Rewrite the commit message between "From: Ankit Agrawal" and "CXL DVSEC polling.", inclusive, swapping "readiness check" for "status check".

### SOURCE
------------------------------
From: Ankit Agrawal <ankita@nvidia.com>
Date: Tue, 2 Jun 2026 06:30:15 +0000 (+0000)
Subject: vfio/nvgrace-gpu: Add Blackwell-Next GPU readiness check via CXL DVSEC
X-Git-Url: http://git.ipfire.org/gitweb/?a=commitdiff_plain;h=682ecb14e83840e87ea36c6d7c16c5111ce18784;p=thirdparty%2Flinux.git

vfio/nvgrace-gpu: Add Blackwell-Next GPU readiness check via CXL DVSEC

Add a CXL DVSEC-based readiness check for Blackwell-Next GPUs alongside
the existing legacy BAR0 polling path. The CXL Device DVSEC offset is
discovered at probe time. Probe, fault and read/write paths then branch
on that to use either the legacy BAR0 polling or the CXL DVSEC polling.
------------------------------
### PROVIDED DATA
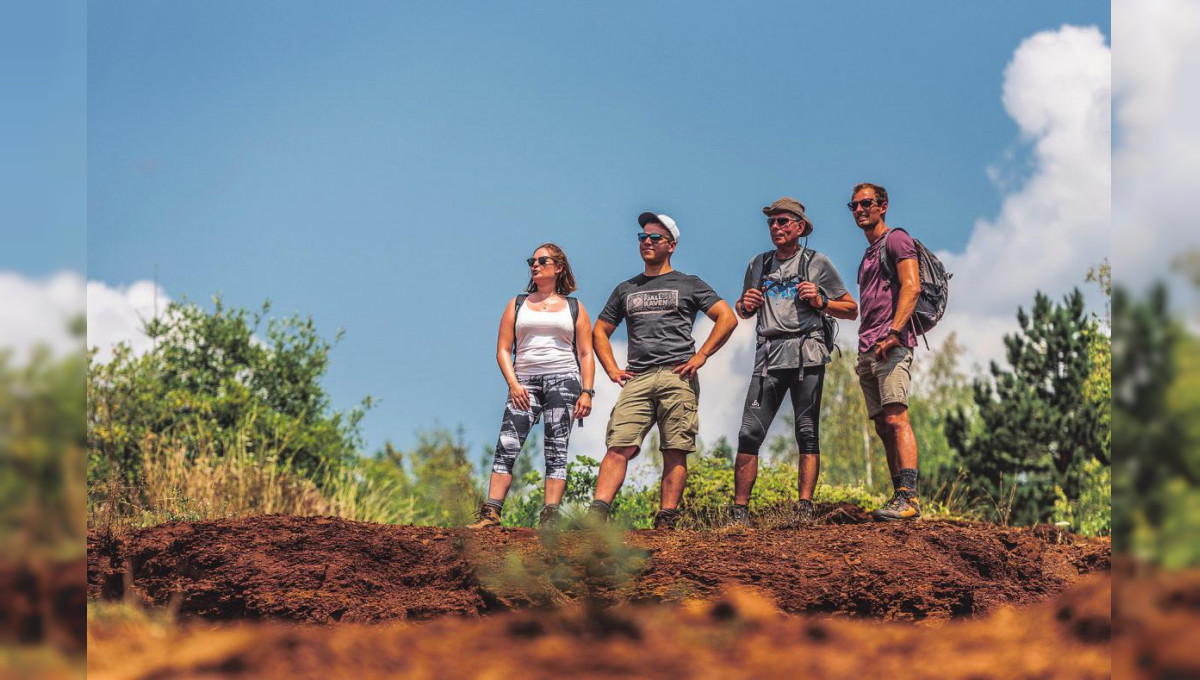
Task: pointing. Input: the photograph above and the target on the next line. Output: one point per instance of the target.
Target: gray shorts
------------------------------
### ANSWER TO THE PROBLEM
From: Ankit Agrawal <ankita@nvidia.com>
Date: Tue, 2 Jun 2026 06:30:15 +0000 (+0000)
Subject: vfio/nvgrace-gpu: Add Blackwell-Next GPU status check via CXL DVSEC
X-Git-Url: http://git.ipfire.org/gitweb/?a=commitdiff_plain;h=682ecb14e83840e87ea36c6d7c16c5111ce18784;p=thirdparty%2Flinux.git

vfio/nvgrace-gpu: Add Blackwell-Next GPU status check via CXL DVSEC

Add a CXL DVSEC-based status check for Blackwell-Next GPUs alongside
the existing legacy BAR0 polling path. The CXL Device DVSEC offset is
discovered at probe time. Probe, fault and read/write paths then branch
on that to use either the legacy BAR0 polling or the CXL DVSEC polling.